DIRECTIONS FOR THIS TASK
Retype each of the items below word for word, leaving the pictures out of your copy.
* Start DATA *
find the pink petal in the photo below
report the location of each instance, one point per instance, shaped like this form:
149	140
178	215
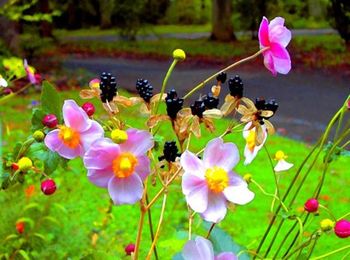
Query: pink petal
192	164
264	33
143	167
125	190
226	256
100	177
91	134
196	192
138	143
101	154
75	117
218	153
216	209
* End DATA *
SOLUTION
find the pink petal in the photo below
report the location of each instance, one point per instance, shaped like this form:
149	140
178	215
Query: pink petal
192	164
264	33
143	167
125	190
226	256
100	177
91	134
196	192
138	143
101	154
75	117
218	153
216	209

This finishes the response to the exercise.